→ **WHAT THE EXERCISE ASKS**
Starting at the line that contains "Note: pick out each instance of the man's hand", return every line down to the end of the records below, exactly as written.

[Point-per-instance localization data]
--- START ---

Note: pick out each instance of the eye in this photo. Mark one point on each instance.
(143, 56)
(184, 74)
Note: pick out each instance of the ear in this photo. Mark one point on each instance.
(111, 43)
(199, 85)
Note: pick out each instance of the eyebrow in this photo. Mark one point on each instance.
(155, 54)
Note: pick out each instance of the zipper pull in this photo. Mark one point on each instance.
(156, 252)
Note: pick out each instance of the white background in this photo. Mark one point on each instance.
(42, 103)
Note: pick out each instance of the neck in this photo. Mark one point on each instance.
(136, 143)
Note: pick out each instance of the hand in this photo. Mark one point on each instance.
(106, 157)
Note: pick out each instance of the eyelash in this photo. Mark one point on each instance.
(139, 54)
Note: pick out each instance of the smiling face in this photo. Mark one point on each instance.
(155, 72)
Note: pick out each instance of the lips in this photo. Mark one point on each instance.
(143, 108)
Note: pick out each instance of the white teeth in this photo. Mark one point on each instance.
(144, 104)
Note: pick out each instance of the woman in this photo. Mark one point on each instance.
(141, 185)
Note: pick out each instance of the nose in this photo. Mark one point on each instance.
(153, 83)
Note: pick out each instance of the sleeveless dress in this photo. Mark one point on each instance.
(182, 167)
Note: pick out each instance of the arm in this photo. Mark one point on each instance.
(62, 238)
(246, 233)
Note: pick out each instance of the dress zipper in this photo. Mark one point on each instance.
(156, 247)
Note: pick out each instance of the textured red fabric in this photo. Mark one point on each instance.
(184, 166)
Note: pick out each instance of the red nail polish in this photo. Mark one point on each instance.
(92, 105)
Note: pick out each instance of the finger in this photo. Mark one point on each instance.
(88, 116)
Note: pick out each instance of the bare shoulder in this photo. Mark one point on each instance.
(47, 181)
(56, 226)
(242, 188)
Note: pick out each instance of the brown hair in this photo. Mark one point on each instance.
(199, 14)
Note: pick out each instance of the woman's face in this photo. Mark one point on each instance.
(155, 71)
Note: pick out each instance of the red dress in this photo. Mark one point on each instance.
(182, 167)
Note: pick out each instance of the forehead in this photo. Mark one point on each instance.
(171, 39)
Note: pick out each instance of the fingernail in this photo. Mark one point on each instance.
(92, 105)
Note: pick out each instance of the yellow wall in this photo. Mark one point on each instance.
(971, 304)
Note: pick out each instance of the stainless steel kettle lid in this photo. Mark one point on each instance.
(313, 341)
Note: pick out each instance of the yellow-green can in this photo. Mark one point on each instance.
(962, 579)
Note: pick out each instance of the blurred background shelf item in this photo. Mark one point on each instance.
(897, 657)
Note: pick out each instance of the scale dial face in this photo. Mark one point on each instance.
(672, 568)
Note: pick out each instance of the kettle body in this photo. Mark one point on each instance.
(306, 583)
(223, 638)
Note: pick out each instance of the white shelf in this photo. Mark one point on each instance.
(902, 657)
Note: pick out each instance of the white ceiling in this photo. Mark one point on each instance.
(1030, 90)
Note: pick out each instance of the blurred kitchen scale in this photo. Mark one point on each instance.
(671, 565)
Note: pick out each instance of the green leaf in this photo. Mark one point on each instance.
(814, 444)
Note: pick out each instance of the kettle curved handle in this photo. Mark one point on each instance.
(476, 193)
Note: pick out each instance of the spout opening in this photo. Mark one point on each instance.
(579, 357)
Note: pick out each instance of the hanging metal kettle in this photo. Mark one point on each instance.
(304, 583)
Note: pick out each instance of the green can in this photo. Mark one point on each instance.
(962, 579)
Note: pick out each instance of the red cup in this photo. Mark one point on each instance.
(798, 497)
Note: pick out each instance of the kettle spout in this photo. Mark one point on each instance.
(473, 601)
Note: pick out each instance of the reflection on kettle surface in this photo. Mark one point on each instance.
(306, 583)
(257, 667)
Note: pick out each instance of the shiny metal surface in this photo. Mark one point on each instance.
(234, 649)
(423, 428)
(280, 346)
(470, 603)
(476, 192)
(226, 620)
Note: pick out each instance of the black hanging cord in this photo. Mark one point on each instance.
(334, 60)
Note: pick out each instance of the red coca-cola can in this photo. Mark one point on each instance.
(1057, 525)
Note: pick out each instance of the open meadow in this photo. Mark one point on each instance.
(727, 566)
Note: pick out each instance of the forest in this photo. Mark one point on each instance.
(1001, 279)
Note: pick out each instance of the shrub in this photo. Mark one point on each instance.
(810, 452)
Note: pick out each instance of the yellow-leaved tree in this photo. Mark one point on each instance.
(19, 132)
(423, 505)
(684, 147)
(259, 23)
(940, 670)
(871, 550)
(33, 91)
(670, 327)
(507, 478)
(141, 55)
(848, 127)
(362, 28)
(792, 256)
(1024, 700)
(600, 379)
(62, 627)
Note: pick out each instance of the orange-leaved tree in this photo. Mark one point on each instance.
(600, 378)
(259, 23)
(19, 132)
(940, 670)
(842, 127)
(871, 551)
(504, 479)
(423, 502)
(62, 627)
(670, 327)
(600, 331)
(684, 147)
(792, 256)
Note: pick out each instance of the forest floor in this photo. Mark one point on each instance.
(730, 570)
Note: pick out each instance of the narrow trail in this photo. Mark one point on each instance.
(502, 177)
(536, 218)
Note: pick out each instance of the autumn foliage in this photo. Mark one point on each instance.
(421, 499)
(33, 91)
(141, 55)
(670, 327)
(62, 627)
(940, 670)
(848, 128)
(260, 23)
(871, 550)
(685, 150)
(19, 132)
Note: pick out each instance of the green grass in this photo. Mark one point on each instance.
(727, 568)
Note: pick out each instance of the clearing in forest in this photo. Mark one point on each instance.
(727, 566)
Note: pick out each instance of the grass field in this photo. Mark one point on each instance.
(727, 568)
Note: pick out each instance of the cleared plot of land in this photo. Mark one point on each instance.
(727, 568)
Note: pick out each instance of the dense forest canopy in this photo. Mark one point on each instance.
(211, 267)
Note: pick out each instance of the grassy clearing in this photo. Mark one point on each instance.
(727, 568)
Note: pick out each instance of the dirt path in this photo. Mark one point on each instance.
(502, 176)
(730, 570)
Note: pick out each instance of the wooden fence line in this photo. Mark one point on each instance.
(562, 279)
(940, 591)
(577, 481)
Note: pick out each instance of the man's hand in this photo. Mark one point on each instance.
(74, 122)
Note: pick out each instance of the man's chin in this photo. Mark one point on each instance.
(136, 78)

--- END ---

→ **RESULT OF THIS TASK**
Note: pick out each instance of the man's hand in this photo. Mark one point on each instance.
(74, 122)
Note: pick out each instance of the man's chin in this photo. Mark one point on each instance.
(136, 78)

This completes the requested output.